- **YOUR OBJECTIVE**: Give back each line of the data exactly as it reads, minus the pictures.

- **RECORDS SUPPLIED**:
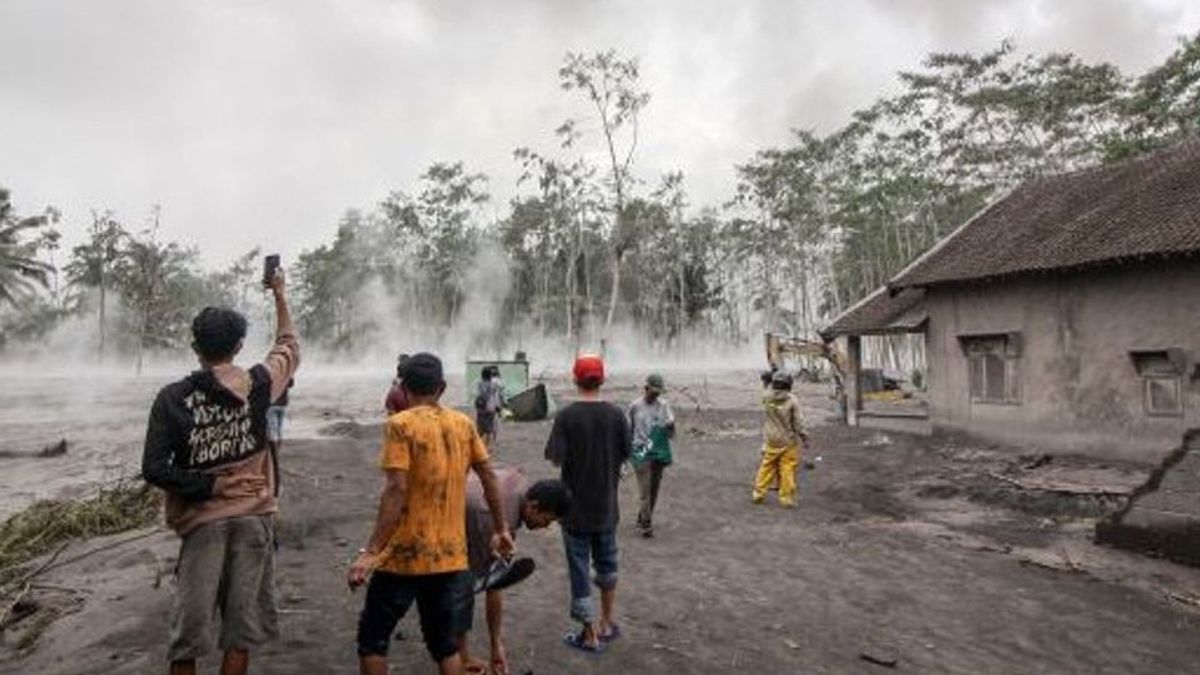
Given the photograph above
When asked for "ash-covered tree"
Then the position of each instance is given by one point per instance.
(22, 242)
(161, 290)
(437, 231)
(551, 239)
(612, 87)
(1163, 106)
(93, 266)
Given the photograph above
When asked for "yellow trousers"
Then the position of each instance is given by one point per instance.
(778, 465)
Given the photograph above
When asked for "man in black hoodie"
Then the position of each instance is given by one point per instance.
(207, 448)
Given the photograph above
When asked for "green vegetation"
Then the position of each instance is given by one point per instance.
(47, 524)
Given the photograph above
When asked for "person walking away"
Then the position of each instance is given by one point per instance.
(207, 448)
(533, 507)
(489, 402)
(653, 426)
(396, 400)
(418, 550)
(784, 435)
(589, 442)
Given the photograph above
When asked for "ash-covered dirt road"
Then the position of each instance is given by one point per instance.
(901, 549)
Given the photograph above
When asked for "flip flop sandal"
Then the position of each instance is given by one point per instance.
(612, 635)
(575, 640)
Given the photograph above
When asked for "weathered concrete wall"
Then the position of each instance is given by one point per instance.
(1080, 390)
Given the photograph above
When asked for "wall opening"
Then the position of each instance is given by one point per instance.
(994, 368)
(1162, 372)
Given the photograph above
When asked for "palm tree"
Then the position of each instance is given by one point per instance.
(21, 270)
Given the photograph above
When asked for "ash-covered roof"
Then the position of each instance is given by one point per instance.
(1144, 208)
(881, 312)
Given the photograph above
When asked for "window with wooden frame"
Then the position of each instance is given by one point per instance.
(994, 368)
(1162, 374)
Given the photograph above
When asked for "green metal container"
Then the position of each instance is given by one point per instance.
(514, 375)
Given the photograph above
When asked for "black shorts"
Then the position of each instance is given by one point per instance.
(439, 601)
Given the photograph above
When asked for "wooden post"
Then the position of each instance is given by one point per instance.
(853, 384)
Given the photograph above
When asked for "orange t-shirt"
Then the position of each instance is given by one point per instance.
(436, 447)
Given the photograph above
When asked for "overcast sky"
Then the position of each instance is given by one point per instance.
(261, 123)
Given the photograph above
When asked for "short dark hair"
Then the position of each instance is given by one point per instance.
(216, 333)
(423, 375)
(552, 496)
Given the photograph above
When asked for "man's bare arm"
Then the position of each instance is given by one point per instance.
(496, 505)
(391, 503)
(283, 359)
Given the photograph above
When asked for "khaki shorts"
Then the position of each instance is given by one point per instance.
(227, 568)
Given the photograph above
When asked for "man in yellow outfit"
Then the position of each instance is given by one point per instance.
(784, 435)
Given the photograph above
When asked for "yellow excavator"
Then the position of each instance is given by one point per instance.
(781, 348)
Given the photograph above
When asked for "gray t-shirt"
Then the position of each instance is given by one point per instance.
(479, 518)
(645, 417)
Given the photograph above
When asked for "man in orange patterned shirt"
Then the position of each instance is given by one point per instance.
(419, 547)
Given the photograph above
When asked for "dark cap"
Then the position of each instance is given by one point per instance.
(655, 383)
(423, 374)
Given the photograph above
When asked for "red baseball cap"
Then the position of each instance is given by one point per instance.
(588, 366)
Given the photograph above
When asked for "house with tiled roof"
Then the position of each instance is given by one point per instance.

- **TASK OUTPUT**:
Given the photograph above
When asked for "ash-covered tree"
Then the position of each instance is given by one point per instance.
(22, 242)
(161, 290)
(437, 231)
(551, 239)
(612, 87)
(1163, 106)
(93, 266)
Given the photograph above
When asked for "yellow trousers"
Then the position of each instance is given by one point per instance.
(778, 465)
Given the photograph above
When asked for "man in black hoodie"
Then the position of each instance is given by one point per instance.
(207, 448)
Given the photograph above
When asked for "green vegetation"
Then the position of each instance is given by one point per instance.
(47, 524)
Given the photograph above
When asked for "person walking away"
Then the position of each instance is given by one point per instance.
(207, 448)
(533, 507)
(489, 402)
(653, 426)
(396, 400)
(418, 550)
(784, 435)
(589, 442)
Given the photograph above
When asked for "ash-covered dirt road"
Then the position of each instance is given by one point per instance.
(901, 549)
Given the photograph above
When asked for "flip flop sandal"
Then the position of each instance is given by one point per instance.
(612, 635)
(575, 640)
Given the photograph above
When asked for "weathered concrete wall"
Then the position of each instance is given by one point per instance.
(1080, 390)
Given the photograph above
When asked for "wall opening"
Then the position of each instance is given by one point per instance.
(994, 368)
(1162, 372)
Given the photograph above
When asked for "palm tree"
Then the position of each instance is given by one point per instance.
(21, 270)
Given the photograph above
When asked for "ash-covered roof"
Then the position of each instance is given by one point per instance.
(1144, 208)
(881, 312)
Given the photograph above
When asked for "window with wooden frame"
Then the position of each instance is given by one point per instance.
(994, 368)
(1162, 374)
Given the photograph above
When asked for "green metal container"
Then the position of each instance is given by one point per instance.
(514, 375)
Given the photograph above
When asked for "black shorts"
Then the position of each instance is given by one point per instance.
(439, 601)
Given the photograph above
When asked for "wooden post"
Then the position of each instance is given by one point per instance.
(853, 384)
Given the photograph above
When asked for "orange t-shirt"
Then the position of each instance is given by one point per instance.
(436, 447)
Given the photograph above
When asked for "overcast sky"
Then the position of each instance is given by one point per instance.
(261, 123)
Given the photograph above
When asked for "short dark hair"
Then the position of each instance is given by one point per instance.
(216, 333)
(423, 375)
(552, 496)
Given the photograph above
When asked for "man's bare arm"
Then the position of each instance is given by one point per instance.
(496, 505)
(391, 503)
(283, 359)
Given the photograph above
When asked for "khaki shorts"
Then the position of each instance is given by one point per instance.
(227, 568)
Given the photograph above
When asked for "man in yellow outfit"
Then the position of each instance is given by one point per instance.
(784, 435)
Given the photograph above
When asked for "yellow excavator"
Then the position of each instance is given by one point per instance.
(781, 348)
Given the photograph above
When asked for "gray t-shirt"
Then the position of each instance is given by one point per instance.
(479, 518)
(645, 417)
Given the photograph above
When asked for "man in orange patterned shirt"
Then the position of each instance is given by one point per instance.
(419, 547)
Given the photograph above
When asked for "dark cap"
Then the position of each instance is given by one point per instance.
(655, 383)
(423, 374)
Given the photograph above
When asked for "red baseball cap"
Then the position of each instance is given by one point per instance.
(588, 366)
Given the photograph above
When asked for "house with tiled roof"
Then the position of each instance is given by one point per instance.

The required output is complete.